Given exercise:
Express the items below as a two-column CSV with the headers item_text and item_answer. Give one row per item, putting its text and its answer each in a single quoted field with every line break replaced by a space.

Supplied material:
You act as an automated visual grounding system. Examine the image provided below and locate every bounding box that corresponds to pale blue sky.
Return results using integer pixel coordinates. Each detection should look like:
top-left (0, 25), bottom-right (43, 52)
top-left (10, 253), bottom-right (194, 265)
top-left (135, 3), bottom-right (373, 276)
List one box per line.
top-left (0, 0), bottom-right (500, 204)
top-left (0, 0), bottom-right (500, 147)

Written answer:
item_text,item_answer
"You act as an automated visual grounding system. Examine the image provided below and locate every bounding box that corresponds to pale blue sky. Return results using integer pixel coordinates. Each detection should look like: top-left (0, 25), bottom-right (43, 52) top-left (10, 253), bottom-right (194, 265) top-left (135, 3), bottom-right (373, 276) List one box per line.","top-left (0, 0), bottom-right (500, 204) top-left (0, 0), bottom-right (500, 147)"